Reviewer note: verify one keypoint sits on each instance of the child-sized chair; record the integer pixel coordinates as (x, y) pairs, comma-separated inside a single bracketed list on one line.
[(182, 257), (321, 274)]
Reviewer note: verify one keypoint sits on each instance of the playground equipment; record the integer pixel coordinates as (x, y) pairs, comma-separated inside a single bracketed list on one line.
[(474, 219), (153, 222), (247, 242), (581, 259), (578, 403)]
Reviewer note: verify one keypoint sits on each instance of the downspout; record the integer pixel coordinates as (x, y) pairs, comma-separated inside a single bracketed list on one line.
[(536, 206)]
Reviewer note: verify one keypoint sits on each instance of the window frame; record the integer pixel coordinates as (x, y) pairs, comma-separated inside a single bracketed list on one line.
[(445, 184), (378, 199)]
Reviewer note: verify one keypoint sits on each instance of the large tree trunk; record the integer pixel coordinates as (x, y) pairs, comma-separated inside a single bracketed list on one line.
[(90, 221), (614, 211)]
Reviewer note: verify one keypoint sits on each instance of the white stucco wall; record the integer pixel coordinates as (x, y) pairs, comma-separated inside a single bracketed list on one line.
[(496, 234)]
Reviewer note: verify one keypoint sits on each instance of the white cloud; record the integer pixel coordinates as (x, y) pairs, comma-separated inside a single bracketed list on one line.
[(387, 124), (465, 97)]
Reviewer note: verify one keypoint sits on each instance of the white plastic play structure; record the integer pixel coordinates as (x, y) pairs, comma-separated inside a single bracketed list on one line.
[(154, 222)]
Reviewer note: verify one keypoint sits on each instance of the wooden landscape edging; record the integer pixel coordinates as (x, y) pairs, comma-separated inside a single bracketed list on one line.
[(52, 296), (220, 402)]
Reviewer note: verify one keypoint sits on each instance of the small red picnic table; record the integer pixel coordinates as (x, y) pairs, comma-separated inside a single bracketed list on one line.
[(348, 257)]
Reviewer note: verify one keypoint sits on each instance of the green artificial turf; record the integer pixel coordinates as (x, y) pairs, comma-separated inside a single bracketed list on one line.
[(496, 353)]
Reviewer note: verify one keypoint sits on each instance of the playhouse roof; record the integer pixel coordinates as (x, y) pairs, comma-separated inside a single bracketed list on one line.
□ □ □ □
• [SHORT TASK]:
Can you output every line of the listing above as a JSON list of strings, one string per line, with blank lines left out?

• [FINAL RESULT]:
[
  "Reviewer note: verify one keypoint sits on each instance of the child-sized chair; record the integer pixel coordinates as (x, y) pairs, comma-separated inside a single bracketed list on one line.",
  "[(182, 257), (321, 274)]",
  "Reviewer note: verify one keypoint sits on each instance of the playground equipment; record the integer pixel coordinates as (x, y) pairs, comma-separated inside a single bracketed list on one line.",
  "[(474, 219), (153, 222), (247, 242), (581, 259), (578, 403)]",
  "Reviewer note: verify one keypoint sits on each instance of the downspout; record the integer pixel coordinates as (x, y) pairs, comma-separated inside a single bracketed list on one line.",
  "[(536, 206)]",
  "Reviewer note: verify one keypoint sits on each instance of the window frame; record the integer pixel coordinates as (x, y) pairs, comma-separated inside a single bracketed list on one line.",
  "[(445, 184), (378, 199)]",
  "Reviewer note: verify one keypoint sits on each instance of the large tree trunk; record the integer pixel coordinates as (x, y) pairs, comma-separated inside a single bracketed list on one line.",
  "[(90, 221), (614, 211)]",
  "Reviewer note: verify one keypoint sits on each instance of the white stucco wall; record the integer pixel coordinates as (x, y) pairs, comma-separated inside a single bracketed list on one line.",
  "[(496, 234)]",
  "Reviewer note: verify one keypoint sits on each instance of the white cloud; record the integer pixel coordinates as (x, y) pairs, comma-separated inside a single bracketed list on one line.",
  "[(387, 124), (465, 97)]",
  "Reviewer note: verify one keypoint sits on each instance of the white plastic play structure; record the integer pixel coordinates as (x, y) pairs, comma-separated inside a single bracketed list on one line.",
  "[(154, 222)]",
  "Reviewer note: verify one keypoint sits on each instance of the wooden landscape edging; record the integer pixel coordinates as (x, y) pairs, comma-separated inside a single bracketed list on one line.",
  "[(52, 296), (220, 402)]",
  "Reviewer note: verify one keypoint sits on each instance of the small red picnic table; record the integer pixel coordinates as (x, y) pairs, comma-separated inside a single bracketed list on one line.",
  "[(348, 257)]",
  "Reviewer note: verify one keypoint sits on each instance of the green artificial turf; record the integer pixel coordinates as (x, y) pairs, comma-separated inside a single bracketed list on one line.",
  "[(496, 353)]",
  "Reviewer note: verify one keypoint sits on each instance of the playhouse roof; record the integer pixel coordinates as (x, y) pairs, comma-separated inside a single bracketed list on one line."
]